TORONTO—A group of four McMaster University students has won a $50,000 prize to develop their idea for a hand-held device that detects skin cancer.
The recent grads—all students in electrical biomedical engineering at the Hamilton university—earned the International James Dyson Award for their final year project, called “The sKan.”
They say the non-invasive device can diagnose melanoma by monitoring the heat emissions of various cells.
The heat map it creates shows which cells recover more quickly from thermal shock, indicating the presence of skin cancer.
Its creators are 22-year-old Rotimi Fadiya, along with 23-year-olds Prateek Mathur, Michael Takla, and Shivad Bhavsar.
Takla and Fadiya say they will use the prize money to refine their device and work toward clinical trials.
“This whole experience has been kind of unreal,” said Takla, now working for Ontario Power Generation in the Niagara Region as an electrical engineer.
“Just hearing that we won kind of gives us a lot of validation, let's us know that we're on the right track.”
The team's British benefactor, James Dyson, best known for inventing a bagless vacuum, said in a statement that he chose the sKan because of its “potential to save lives around the world.”

Dataset excerpts >>
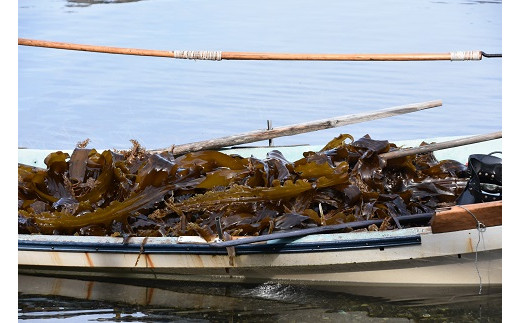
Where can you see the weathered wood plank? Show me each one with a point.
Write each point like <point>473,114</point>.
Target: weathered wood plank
<point>457,218</point>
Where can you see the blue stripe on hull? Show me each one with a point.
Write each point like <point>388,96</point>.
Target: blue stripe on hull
<point>283,246</point>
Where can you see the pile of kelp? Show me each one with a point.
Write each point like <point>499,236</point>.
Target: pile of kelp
<point>138,193</point>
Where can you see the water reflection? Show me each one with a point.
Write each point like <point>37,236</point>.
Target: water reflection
<point>107,300</point>
<point>87,3</point>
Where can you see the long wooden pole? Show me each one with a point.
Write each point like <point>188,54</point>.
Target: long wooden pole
<point>453,56</point>
<point>441,145</point>
<point>295,129</point>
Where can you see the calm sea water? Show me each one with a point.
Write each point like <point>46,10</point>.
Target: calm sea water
<point>68,96</point>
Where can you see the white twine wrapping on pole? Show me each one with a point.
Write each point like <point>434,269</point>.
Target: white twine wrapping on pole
<point>474,55</point>
<point>201,54</point>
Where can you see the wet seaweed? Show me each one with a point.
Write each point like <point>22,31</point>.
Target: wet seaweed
<point>139,193</point>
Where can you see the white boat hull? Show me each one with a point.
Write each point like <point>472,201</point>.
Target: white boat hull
<point>454,258</point>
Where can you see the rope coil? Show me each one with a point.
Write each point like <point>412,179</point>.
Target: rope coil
<point>474,55</point>
<point>200,54</point>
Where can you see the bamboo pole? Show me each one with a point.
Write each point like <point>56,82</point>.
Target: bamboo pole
<point>295,129</point>
<point>441,145</point>
<point>218,55</point>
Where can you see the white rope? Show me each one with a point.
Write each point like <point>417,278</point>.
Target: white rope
<point>474,55</point>
<point>481,228</point>
<point>200,54</point>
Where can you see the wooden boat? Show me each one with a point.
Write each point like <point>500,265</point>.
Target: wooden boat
<point>453,250</point>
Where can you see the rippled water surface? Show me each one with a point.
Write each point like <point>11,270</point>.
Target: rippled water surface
<point>70,300</point>
<point>68,96</point>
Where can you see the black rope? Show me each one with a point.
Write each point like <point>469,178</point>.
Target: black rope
<point>491,55</point>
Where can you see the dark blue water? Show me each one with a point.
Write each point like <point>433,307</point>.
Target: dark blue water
<point>68,96</point>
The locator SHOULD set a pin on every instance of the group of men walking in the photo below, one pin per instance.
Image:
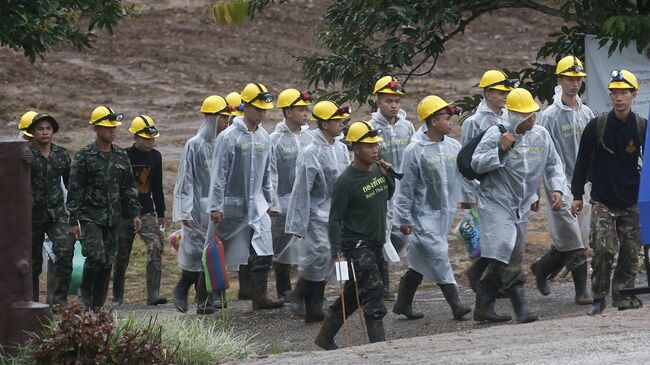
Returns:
(298, 196)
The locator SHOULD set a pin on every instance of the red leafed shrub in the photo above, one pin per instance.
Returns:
(80, 337)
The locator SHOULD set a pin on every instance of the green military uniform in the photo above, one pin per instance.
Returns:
(100, 182)
(50, 217)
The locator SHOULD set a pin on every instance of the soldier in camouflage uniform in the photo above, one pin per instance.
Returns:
(357, 228)
(101, 181)
(609, 154)
(51, 164)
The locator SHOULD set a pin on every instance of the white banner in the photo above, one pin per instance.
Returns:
(599, 66)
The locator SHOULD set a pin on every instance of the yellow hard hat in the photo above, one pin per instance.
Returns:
(327, 110)
(144, 126)
(498, 80)
(104, 116)
(215, 104)
(521, 101)
(570, 66)
(25, 121)
(363, 132)
(234, 102)
(430, 105)
(388, 85)
(623, 79)
(291, 97)
(257, 95)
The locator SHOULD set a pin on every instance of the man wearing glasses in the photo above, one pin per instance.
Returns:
(565, 120)
(101, 181)
(146, 163)
(609, 154)
(357, 228)
(242, 197)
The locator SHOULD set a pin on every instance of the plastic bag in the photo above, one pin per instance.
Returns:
(467, 232)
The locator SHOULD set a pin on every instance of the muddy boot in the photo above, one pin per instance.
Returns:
(597, 307)
(282, 280)
(86, 287)
(60, 296)
(188, 278)
(328, 329)
(375, 330)
(450, 292)
(408, 284)
(153, 285)
(484, 309)
(259, 292)
(101, 282)
(314, 301)
(385, 277)
(546, 267)
(244, 277)
(204, 300)
(298, 297)
(580, 284)
(475, 272)
(518, 300)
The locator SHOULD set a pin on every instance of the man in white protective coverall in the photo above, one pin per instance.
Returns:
(308, 213)
(514, 163)
(425, 205)
(191, 202)
(242, 196)
(565, 120)
(397, 133)
(290, 137)
(490, 111)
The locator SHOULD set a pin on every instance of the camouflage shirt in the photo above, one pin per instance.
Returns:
(99, 184)
(49, 200)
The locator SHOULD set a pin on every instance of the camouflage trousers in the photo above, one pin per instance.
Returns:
(153, 239)
(62, 245)
(614, 231)
(98, 245)
(368, 261)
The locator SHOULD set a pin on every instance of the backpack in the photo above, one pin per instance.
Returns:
(601, 123)
(464, 159)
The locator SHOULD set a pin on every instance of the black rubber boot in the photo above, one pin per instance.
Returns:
(244, 277)
(101, 282)
(484, 309)
(328, 329)
(518, 300)
(450, 292)
(408, 284)
(385, 277)
(546, 267)
(204, 300)
(475, 272)
(282, 280)
(153, 284)
(188, 278)
(298, 297)
(314, 301)
(597, 307)
(376, 331)
(259, 292)
(580, 284)
(86, 287)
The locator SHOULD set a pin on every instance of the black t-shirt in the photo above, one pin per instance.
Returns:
(615, 172)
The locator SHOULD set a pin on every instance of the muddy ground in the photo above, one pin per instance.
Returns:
(166, 61)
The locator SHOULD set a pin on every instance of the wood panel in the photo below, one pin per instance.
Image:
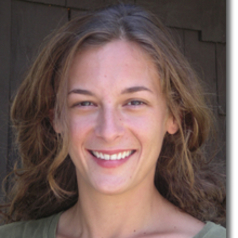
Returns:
(31, 24)
(201, 55)
(5, 50)
(221, 77)
(54, 2)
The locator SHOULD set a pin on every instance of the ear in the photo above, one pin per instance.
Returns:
(55, 125)
(172, 125)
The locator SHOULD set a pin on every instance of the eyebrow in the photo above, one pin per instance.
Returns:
(81, 91)
(125, 91)
(135, 89)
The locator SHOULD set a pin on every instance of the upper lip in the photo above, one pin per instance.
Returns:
(111, 152)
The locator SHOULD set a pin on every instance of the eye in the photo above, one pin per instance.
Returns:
(135, 103)
(84, 104)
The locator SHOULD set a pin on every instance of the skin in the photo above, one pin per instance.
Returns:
(115, 104)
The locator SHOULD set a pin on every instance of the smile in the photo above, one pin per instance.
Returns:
(117, 156)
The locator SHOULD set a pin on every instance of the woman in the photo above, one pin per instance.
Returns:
(111, 136)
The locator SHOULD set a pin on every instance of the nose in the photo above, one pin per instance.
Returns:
(109, 125)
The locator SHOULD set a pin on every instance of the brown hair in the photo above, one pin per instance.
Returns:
(46, 182)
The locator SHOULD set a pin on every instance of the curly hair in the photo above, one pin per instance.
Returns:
(45, 182)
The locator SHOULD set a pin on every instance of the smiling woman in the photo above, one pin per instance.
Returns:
(111, 136)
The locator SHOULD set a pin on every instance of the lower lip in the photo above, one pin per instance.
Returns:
(110, 163)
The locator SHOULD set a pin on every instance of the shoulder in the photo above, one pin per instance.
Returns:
(44, 227)
(211, 230)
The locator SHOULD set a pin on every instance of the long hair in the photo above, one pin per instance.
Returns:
(45, 183)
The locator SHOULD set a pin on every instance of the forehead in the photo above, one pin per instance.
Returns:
(121, 61)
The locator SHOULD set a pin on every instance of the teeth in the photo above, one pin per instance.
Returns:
(121, 155)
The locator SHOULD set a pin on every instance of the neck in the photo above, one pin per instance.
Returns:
(121, 215)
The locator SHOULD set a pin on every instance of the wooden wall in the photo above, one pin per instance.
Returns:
(199, 26)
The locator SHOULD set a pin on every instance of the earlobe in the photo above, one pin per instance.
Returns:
(172, 126)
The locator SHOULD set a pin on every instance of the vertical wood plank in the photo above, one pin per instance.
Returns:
(5, 51)
(221, 77)
(201, 55)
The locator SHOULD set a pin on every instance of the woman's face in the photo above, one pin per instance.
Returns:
(117, 117)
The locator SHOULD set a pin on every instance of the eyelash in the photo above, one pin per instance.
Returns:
(135, 103)
(132, 103)
(84, 104)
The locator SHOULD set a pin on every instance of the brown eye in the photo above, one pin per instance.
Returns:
(135, 103)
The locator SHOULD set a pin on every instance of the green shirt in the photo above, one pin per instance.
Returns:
(46, 228)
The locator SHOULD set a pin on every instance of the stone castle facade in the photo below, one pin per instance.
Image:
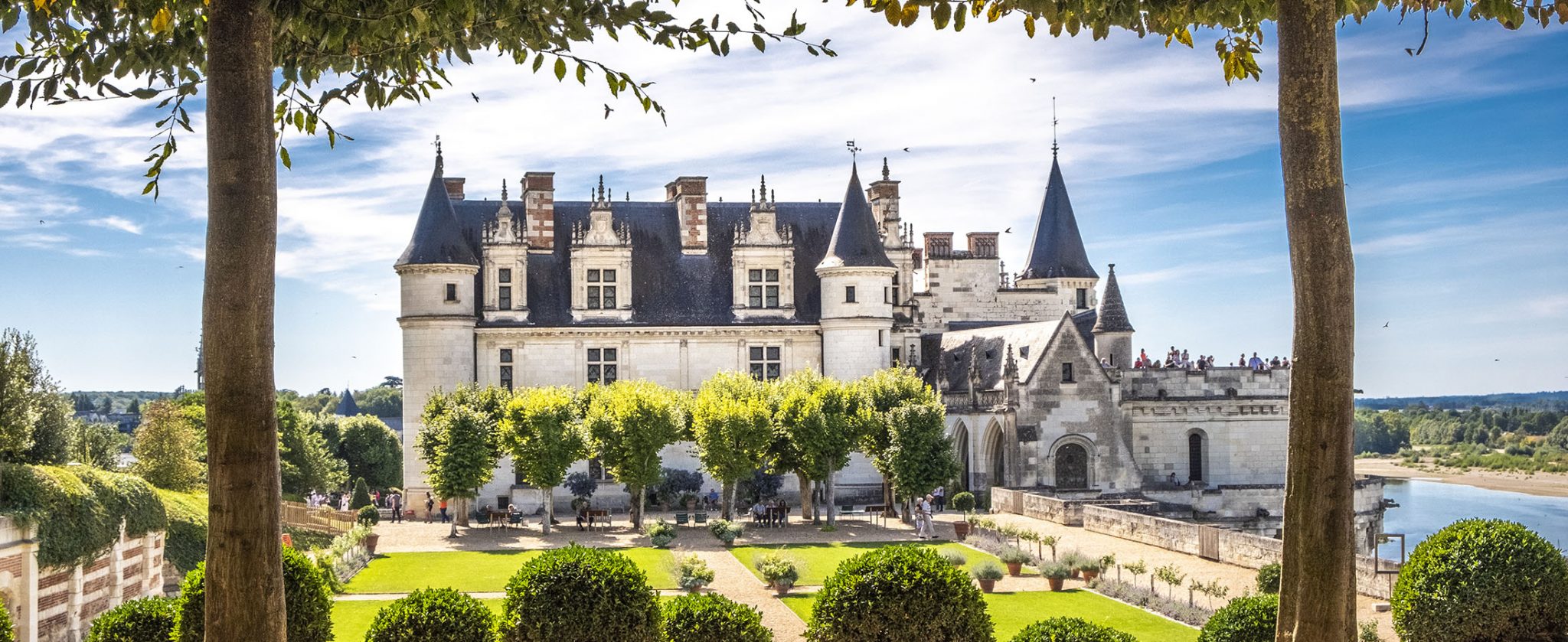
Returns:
(1034, 368)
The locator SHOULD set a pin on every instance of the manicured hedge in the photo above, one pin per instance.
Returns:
(1249, 619)
(899, 594)
(433, 616)
(1482, 580)
(1070, 630)
(77, 511)
(137, 621)
(712, 618)
(579, 594)
(306, 598)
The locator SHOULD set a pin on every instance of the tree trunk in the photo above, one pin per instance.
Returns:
(827, 494)
(549, 510)
(728, 500)
(808, 498)
(1318, 598)
(245, 583)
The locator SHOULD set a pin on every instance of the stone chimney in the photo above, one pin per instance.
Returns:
(938, 245)
(538, 199)
(691, 196)
(984, 243)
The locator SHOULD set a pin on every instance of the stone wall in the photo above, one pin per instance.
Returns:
(58, 605)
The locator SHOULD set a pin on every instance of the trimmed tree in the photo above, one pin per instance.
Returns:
(459, 447)
(541, 432)
(629, 423)
(818, 417)
(899, 594)
(1482, 580)
(1318, 582)
(733, 426)
(579, 594)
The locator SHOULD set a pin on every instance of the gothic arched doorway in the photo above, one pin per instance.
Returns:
(1071, 467)
(962, 442)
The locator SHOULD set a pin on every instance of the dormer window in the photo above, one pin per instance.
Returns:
(763, 288)
(601, 290)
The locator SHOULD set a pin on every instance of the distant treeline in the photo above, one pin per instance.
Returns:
(1554, 399)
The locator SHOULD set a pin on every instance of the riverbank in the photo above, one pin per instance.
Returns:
(1540, 484)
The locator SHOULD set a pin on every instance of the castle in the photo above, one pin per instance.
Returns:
(1035, 368)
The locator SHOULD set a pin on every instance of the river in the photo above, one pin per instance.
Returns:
(1426, 506)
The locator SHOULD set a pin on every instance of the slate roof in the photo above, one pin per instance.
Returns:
(347, 406)
(668, 287)
(855, 239)
(1057, 249)
(988, 345)
(1112, 314)
(438, 237)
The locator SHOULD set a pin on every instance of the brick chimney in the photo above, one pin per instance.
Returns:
(984, 243)
(938, 245)
(538, 199)
(691, 196)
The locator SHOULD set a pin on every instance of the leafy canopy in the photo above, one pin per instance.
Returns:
(335, 51)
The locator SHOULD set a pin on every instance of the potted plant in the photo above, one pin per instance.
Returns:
(987, 573)
(778, 572)
(1015, 559)
(966, 504)
(1056, 572)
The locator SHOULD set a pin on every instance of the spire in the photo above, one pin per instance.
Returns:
(438, 237)
(347, 406)
(855, 239)
(1112, 314)
(1057, 249)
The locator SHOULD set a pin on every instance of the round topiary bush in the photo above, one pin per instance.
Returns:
(1070, 630)
(1249, 619)
(712, 618)
(899, 594)
(1269, 578)
(579, 594)
(1482, 580)
(433, 616)
(137, 621)
(306, 597)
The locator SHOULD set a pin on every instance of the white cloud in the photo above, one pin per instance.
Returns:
(115, 223)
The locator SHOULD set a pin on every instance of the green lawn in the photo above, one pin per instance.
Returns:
(1010, 613)
(474, 572)
(353, 618)
(818, 561)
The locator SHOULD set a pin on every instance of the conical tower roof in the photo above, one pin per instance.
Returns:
(1057, 248)
(1112, 315)
(347, 406)
(438, 239)
(855, 240)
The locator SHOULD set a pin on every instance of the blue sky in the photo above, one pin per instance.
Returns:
(1455, 160)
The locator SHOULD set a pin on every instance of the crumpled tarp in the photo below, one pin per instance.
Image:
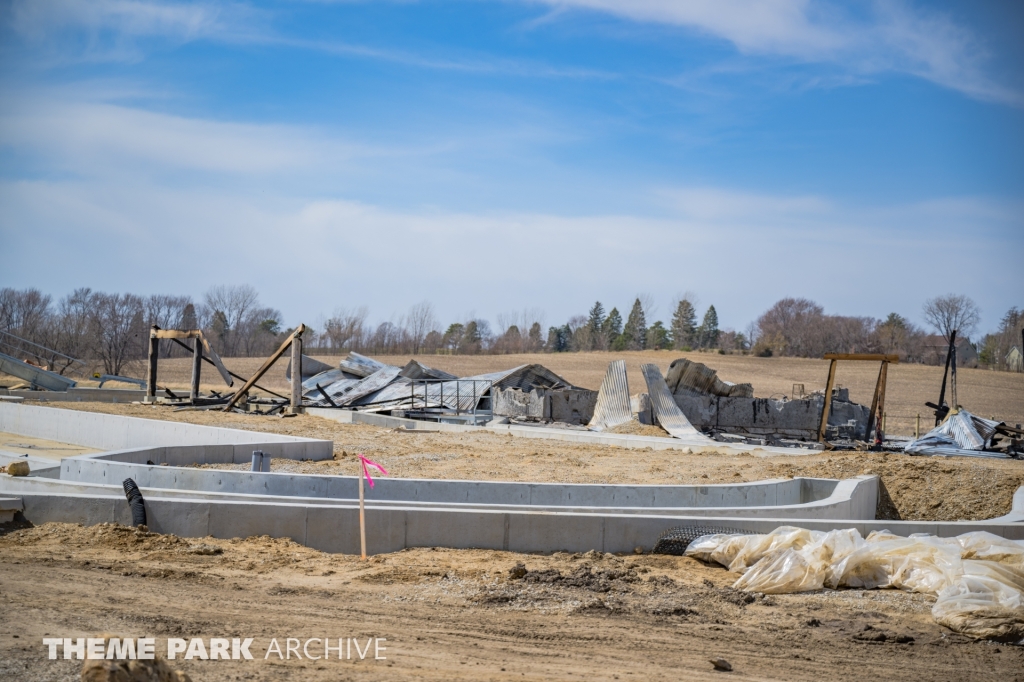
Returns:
(978, 578)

Tasks and exercises >>
a. List the names of the device's creators given in the skin-cancer news story.
b. Write the next part of the skin-cancer news story, beginning after its final sentence.

Per-task outputs >>
a. Rotimi Fadiya, Prateek Mathur, Michael Takla, Shivad Bhavsar

b.
Early diagnostic methods for melanoma rely heavily on visual inspections, which can be inaccurate.
And while many thermal imaging diagnostics cost upward of $50,000, the sKan costs less than $1,000.
“I think the opportunities are endless when you look ahead, and I can't wait to explore the various ways we can take this forward,” said Fadiya, born in Nigeria but raised in Barrie, Ont.
He would like to begin pre-clinical studies in the next six-eight months, but said seeking approval for possible use in homes or hospitals still is years away.
The device beat out rivals including a robotic arm from Italy that is able to print 3-D objects and a German device that makes it easier to puncture veins with a catheter on the first try.